■ Text segment ■
========================

Afghan troops push into Kunduz, Taliban in retreat
Afghan government forces pushed overnight into the strategic northern city of Kunduz that was captured by the Taliban earlier this week, forcing the insurgents to retreat amid heavy street battles that were still underway Thursday.
But despite prompt claims from officials that much of the city had been liberated, by midday, residents remaining inside Kunduz and hunkering down at their homes said they could still hear explosions and shootings outside.
The fall of Kunduz to the Taliban on Monday marked a major setback for Afghan government forces, which have struggled to combat insurgents with limited aid from American and NATO troops. The international forces’ role shifted to training and support after all NATO combat forces withdrew from Afghanistan at the end of last year.
The Taliban denied they had lost the city and the group’s spokesman Zabihullah Mujahid claimed on Thursday that it was still in their hands, saying “the Taliban flag is still flying” over Kunduz.
The spokesman for the Interior Ministry said the operation to take back Kunduz was launched late Wednesday, with ground forces moving from the airport — where they had massed since the city fell — over roads that had been mined by the insurgents.
Sediqqi claimed that control of Kunduz “was taken by 3:30 a.m.” on Thursday but conceded that an operation “to clear the city is ongoing” and could take some days.
He told The Associated Press the battle is a joint army and police operation and that roadblocks set up by the Taliban to prevent any movement had been removed. He said essential supplies, including food and medicine, would be delivered soon to the residents.

========================

Saved entries:
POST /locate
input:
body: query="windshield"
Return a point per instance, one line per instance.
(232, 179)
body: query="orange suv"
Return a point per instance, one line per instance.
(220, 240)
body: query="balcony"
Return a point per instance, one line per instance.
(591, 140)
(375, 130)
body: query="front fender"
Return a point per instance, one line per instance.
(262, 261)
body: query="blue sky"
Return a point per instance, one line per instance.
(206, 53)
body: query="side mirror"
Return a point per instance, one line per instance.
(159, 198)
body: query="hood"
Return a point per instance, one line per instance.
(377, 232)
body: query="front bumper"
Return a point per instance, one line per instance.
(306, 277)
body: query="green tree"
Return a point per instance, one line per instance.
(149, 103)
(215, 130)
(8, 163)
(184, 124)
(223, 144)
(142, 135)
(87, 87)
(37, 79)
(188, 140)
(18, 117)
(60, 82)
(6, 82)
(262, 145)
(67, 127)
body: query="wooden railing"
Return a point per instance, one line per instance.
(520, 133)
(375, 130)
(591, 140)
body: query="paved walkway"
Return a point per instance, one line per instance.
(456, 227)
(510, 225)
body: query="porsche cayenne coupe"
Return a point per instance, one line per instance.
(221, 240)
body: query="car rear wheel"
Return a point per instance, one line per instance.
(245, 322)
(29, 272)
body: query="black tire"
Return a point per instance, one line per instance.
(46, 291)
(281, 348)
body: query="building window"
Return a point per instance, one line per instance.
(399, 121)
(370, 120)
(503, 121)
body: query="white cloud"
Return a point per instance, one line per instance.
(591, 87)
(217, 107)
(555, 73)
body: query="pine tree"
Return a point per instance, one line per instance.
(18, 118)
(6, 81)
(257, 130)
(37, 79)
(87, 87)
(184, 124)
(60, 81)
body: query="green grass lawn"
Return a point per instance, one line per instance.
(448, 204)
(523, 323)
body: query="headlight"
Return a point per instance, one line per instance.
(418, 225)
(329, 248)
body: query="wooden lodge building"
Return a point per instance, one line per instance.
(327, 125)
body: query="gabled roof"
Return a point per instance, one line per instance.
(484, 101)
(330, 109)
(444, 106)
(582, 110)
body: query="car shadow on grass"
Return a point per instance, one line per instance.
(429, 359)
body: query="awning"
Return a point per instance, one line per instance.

========================

In the Kunduz report above, condense the paragraph beginning "The fall of Kunduz to the Taliban on Monday" into a short bulleted list that keeps its main facts.

■ Exercise output ■
- The Taliban captured Kunduz on Monday, a major setback for Afghan government forces.
- These forces have struggled to fight the insurgents with limited aid from American and NATO troops.
- All NATO combat forces left Afghanistan at the end of last year, and the international forces' role changed to training and support.